## Record list

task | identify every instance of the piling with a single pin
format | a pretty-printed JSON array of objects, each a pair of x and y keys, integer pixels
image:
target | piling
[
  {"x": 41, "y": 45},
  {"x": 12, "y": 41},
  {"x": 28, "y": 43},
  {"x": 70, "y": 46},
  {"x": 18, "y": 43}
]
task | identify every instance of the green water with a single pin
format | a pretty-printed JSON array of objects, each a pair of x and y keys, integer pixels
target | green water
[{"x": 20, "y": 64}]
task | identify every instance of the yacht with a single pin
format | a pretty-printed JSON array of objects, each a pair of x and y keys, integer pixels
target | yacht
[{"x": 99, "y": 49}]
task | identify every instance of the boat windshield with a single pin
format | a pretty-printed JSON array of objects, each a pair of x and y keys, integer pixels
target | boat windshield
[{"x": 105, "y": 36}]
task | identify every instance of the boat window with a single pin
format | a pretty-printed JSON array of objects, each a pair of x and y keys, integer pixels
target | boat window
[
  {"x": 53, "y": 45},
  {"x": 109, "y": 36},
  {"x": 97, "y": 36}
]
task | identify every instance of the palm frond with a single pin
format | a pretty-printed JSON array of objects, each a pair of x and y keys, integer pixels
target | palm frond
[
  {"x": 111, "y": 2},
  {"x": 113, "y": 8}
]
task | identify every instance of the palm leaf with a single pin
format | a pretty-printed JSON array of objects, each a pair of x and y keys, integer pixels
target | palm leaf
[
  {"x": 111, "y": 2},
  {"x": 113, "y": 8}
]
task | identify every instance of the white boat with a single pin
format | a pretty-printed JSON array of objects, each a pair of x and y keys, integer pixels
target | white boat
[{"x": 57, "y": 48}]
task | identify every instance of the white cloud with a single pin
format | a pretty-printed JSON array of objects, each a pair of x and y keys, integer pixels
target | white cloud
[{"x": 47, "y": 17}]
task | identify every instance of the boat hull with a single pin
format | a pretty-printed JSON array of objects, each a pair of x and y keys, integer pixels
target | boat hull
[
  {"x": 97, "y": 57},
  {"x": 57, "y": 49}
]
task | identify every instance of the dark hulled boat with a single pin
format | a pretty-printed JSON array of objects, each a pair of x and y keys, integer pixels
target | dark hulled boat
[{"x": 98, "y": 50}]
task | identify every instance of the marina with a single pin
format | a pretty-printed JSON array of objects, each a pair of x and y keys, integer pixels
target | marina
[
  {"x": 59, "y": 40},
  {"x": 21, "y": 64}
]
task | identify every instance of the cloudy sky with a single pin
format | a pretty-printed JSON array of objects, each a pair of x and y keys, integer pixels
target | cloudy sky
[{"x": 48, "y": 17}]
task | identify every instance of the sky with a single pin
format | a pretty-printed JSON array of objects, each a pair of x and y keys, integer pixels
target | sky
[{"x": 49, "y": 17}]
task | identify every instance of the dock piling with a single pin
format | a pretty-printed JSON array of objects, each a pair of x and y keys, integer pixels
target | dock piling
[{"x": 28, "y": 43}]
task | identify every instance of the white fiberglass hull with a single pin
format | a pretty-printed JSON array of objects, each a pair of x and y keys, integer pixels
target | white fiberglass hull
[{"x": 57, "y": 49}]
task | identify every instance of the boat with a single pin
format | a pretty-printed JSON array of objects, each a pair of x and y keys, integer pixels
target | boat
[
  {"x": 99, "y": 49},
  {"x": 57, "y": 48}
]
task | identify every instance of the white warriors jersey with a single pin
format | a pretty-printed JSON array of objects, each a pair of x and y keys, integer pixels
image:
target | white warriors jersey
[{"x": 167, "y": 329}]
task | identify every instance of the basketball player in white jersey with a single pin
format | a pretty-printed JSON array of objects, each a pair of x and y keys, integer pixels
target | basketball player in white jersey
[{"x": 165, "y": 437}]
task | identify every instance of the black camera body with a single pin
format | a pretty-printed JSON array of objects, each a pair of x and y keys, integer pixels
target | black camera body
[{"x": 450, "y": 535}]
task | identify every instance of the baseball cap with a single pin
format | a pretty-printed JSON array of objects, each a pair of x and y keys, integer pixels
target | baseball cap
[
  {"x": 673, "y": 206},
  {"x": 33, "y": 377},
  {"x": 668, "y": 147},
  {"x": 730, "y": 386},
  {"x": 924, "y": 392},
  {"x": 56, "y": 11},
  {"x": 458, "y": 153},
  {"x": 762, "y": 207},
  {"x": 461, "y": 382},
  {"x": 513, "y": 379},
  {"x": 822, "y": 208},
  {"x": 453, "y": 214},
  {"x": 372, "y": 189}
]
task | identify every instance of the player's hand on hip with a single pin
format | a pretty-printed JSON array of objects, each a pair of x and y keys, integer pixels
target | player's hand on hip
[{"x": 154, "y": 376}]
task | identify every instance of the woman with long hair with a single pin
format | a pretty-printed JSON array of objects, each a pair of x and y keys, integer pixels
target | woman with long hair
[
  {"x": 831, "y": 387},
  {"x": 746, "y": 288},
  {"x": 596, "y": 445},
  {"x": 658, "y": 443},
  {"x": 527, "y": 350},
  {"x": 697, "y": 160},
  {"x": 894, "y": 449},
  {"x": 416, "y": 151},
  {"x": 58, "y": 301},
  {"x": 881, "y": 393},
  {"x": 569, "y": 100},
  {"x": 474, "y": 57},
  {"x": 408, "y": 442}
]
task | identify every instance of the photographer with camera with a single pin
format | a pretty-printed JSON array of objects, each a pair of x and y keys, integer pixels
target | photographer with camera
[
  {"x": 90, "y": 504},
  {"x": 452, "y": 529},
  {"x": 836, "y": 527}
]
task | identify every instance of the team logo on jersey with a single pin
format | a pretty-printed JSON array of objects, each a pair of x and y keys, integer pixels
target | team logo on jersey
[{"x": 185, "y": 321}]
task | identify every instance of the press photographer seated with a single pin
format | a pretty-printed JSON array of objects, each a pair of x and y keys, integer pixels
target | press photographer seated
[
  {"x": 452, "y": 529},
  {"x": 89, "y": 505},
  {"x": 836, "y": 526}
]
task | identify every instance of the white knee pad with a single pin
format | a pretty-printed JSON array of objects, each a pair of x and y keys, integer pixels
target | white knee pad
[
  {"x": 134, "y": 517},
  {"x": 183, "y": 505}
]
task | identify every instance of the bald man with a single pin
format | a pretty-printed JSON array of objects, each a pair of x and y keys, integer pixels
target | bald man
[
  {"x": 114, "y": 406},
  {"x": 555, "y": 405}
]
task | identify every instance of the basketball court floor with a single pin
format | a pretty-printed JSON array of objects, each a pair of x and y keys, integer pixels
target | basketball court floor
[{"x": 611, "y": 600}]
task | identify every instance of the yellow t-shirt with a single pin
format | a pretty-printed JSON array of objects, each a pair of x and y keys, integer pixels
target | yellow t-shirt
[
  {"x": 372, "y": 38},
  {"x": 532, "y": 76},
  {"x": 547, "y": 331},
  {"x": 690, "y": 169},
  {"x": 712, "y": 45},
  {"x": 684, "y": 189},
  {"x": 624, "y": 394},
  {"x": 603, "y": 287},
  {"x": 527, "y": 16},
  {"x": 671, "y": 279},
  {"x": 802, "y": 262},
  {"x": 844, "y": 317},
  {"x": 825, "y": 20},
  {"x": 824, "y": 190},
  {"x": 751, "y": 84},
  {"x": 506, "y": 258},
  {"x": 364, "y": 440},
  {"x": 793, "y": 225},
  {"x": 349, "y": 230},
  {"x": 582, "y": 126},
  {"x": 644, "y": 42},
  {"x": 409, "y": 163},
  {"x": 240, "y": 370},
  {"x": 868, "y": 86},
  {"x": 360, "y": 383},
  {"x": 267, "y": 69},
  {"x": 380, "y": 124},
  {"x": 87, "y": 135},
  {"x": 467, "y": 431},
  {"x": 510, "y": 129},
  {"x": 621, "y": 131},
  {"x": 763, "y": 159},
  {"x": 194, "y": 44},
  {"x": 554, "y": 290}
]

## Requirement
Reproduce all the records above, switching each occurrence of "single pin" to "single marker" and leaving everything else as it stands.

## Written reply
task | identify every instance of the piling with a single marker
format | a pretty-printed JSON array of objects, each a pair of x and y keys, integer pixels
image:
target | piling
[
  {"x": 41, "y": 45},
  {"x": 12, "y": 41},
  {"x": 28, "y": 43},
  {"x": 70, "y": 46},
  {"x": 18, "y": 43}
]
task | identify every instance of the green water with a single marker
format | a pretty-printed JSON array of objects, each a pair of x and y keys, integer pixels
target | green water
[{"x": 20, "y": 64}]
task | identify every instance of the yacht with a single marker
format | a pretty-printed JSON array of objects, each a pair of x and y keys, integer pixels
target | yacht
[{"x": 99, "y": 49}]
task | identify every instance of the boat windshield with a single marker
format | a pretty-printed JSON array of objects, each a pair of x and y keys, integer pixels
target | boat windshield
[{"x": 105, "y": 36}]
task | identify every instance of the boat window with a single marker
format | a pretty-printed JSON array of objects, each a pair of x and y keys, integer pixels
target | boat window
[
  {"x": 53, "y": 45},
  {"x": 109, "y": 36},
  {"x": 97, "y": 36}
]
task | identify every instance of the palm frond with a single marker
format | a pretty-printed JSON array of objects, each a pair of x and y keys, integer pixels
target | palm frond
[
  {"x": 111, "y": 2},
  {"x": 113, "y": 8}
]
task | identify every instance of the palm leaf with a single marker
format | a pretty-printed JSON array of objects, each a pair of x and y keys, integer pixels
target | palm leaf
[
  {"x": 111, "y": 2},
  {"x": 113, "y": 8}
]
task | identify every instance of the white boat with a single marker
format | a pretty-printed JSON array of objects, each a pair of x and y keys, integer pixels
target | white boat
[{"x": 57, "y": 48}]
task | identify every instance of the white cloud with a single marker
format | a pretty-printed JSON array of objects, each a pair of x and y keys, integer pixels
target | white cloud
[{"x": 47, "y": 17}]
task | identify every instance of the boat hull with a single marker
format | a pretty-printed JSON array of objects, each a pair of x and y keys, integer pixels
target | boat hull
[
  {"x": 97, "y": 57},
  {"x": 57, "y": 49}
]
task | identify every instance of the dark hulled boat with a single marker
format | a pretty-printed JSON array of objects, each a pair of x and y keys, integer pixels
target | dark hulled boat
[{"x": 98, "y": 50}]
task | identify every instance of the marina with a single marker
format | a pretty-printed JSON array of objects, each a pair of x and y keys, integer pixels
target | marina
[
  {"x": 59, "y": 40},
  {"x": 21, "y": 64}
]
task | identify every instance of the cloudy sky with a single marker
format | a pretty-printed JSON array of objects, each a pair of x and y keys, integer pixels
target | cloudy sky
[{"x": 48, "y": 17}]
task | identify every instance of the sky with a single marker
format | a pretty-printed JSON array of objects, each a pair of x and y keys, integer pixels
target | sky
[{"x": 49, "y": 17}]
task | identify every instance of the dock piling with a single marker
format | a pretty-printed JSON array of objects, each a pair of x and y keys, integer pixels
target | dock piling
[{"x": 28, "y": 43}]
task | identify every instance of the white fiberglass hull with a single marker
format | a pretty-printed JSON array of objects, each a pair of x and y keys, integer pixels
target | white fiberglass hull
[{"x": 57, "y": 49}]
task | identify every instance of the boat with a single marker
format | a pretty-printed JSON array of objects, each a pair of x and y keys, integer pixels
target | boat
[
  {"x": 99, "y": 49},
  {"x": 57, "y": 48}
]
task | identify every instance of the white warriors jersey with a single marker
format | a pretty-printed JSON array of objects, each a pair of x and y keys, integer pixels
image:
target | white warriors jersey
[{"x": 167, "y": 329}]
task | identify every instance of the basketball player in white jersey with a single marker
format | a pretty-printed JSON array of objects, each a pair of x and y keys, integer pixels
target | basketball player in white jersey
[{"x": 165, "y": 437}]
task | identify every instance of the black camera body with a single marker
format | a pretty-printed JSON array of objects, each a pair of x and y keys, integer pixels
target | black camera body
[{"x": 450, "y": 535}]
task | identify every instance of the baseball cap with a single marker
format | a pretty-printed JSON array of objects, each a pair of x and y keys, integer pixels
target | baseball cap
[
  {"x": 673, "y": 206},
  {"x": 33, "y": 377},
  {"x": 668, "y": 147},
  {"x": 730, "y": 386},
  {"x": 924, "y": 392},
  {"x": 56, "y": 11},
  {"x": 458, "y": 153},
  {"x": 762, "y": 207},
  {"x": 461, "y": 382},
  {"x": 513, "y": 379},
  {"x": 822, "y": 208},
  {"x": 453, "y": 214},
  {"x": 372, "y": 189}
]
task | identify every instance of the player's hand on hip with a single marker
format | a pretty-printed JSON array of objects, each a pair of x and y keys, integer pixels
target | player's hand on hip
[{"x": 154, "y": 376}]
task | identify every instance of the woman with long hair with a single marker
format | a pretty-printed JSON array of objects, each a pair of x and y keys, integer pixels
target | woman with long hair
[
  {"x": 831, "y": 387},
  {"x": 746, "y": 288},
  {"x": 596, "y": 445},
  {"x": 658, "y": 443},
  {"x": 527, "y": 350},
  {"x": 697, "y": 160},
  {"x": 894, "y": 449},
  {"x": 416, "y": 151},
  {"x": 58, "y": 301},
  {"x": 881, "y": 393},
  {"x": 569, "y": 100},
  {"x": 474, "y": 57},
  {"x": 408, "y": 442}
]
task | identify every instance of the photographer with camera with a single marker
format | a pretty-printed JSON array of objects, each a pair of x and y keys, integer pixels
target | photographer with camera
[
  {"x": 90, "y": 504},
  {"x": 452, "y": 529},
  {"x": 836, "y": 527}
]
task | identify every instance of the team logo on jersey with a single marker
format | a pretty-printed JSON array of objects, each a pair of x and y keys, integer pixels
target | team logo on jersey
[{"x": 185, "y": 321}]
task | identify every instance of the press photographer seated with a single marker
format | a pretty-printed JSON array of objects, each a pair of x and y keys, integer pixels
target | press photographer seated
[
  {"x": 452, "y": 529},
  {"x": 89, "y": 505},
  {"x": 836, "y": 526}
]
task | identify every instance of the white knee pad with a single marker
format | a pretty-printed JSON array of objects, each a pair of x and y keys, integer pixels
target | white knee pad
[
  {"x": 134, "y": 517},
  {"x": 183, "y": 505}
]
task | identify every instance of the bald man with a single marker
format | a pretty-printed JSON array of objects, each a pair of x and y keys, integer pixels
target | bald man
[
  {"x": 114, "y": 406},
  {"x": 555, "y": 405}
]
task | identify every instance of the basketball court floor with a single marker
format | a pretty-printed JSON array of objects, each a pair of x and y keys, integer pixels
target | basketball court floor
[{"x": 611, "y": 600}]
task | identify every instance of the yellow t-shirt with a single marker
format | a pretty-printed JSON array of objects, each a pair of x and y keys, integer pixels
target | yellow t-shirt
[
  {"x": 372, "y": 38},
  {"x": 532, "y": 76},
  {"x": 547, "y": 331},
  {"x": 690, "y": 169},
  {"x": 712, "y": 45},
  {"x": 684, "y": 189},
  {"x": 624, "y": 394},
  {"x": 603, "y": 287},
  {"x": 527, "y": 16},
  {"x": 671, "y": 279},
  {"x": 802, "y": 262},
  {"x": 844, "y": 317},
  {"x": 825, "y": 20},
  {"x": 824, "y": 190},
  {"x": 751, "y": 84},
  {"x": 506, "y": 258},
  {"x": 364, "y": 440},
  {"x": 793, "y": 225},
  {"x": 349, "y": 230},
  {"x": 582, "y": 126},
  {"x": 644, "y": 42},
  {"x": 409, "y": 163},
  {"x": 240, "y": 370},
  {"x": 868, "y": 86},
  {"x": 360, "y": 383},
  {"x": 267, "y": 69},
  {"x": 380, "y": 124},
  {"x": 87, "y": 135},
  {"x": 467, "y": 431},
  {"x": 510, "y": 129},
  {"x": 621, "y": 131},
  {"x": 763, "y": 159},
  {"x": 194, "y": 44},
  {"x": 554, "y": 290}
]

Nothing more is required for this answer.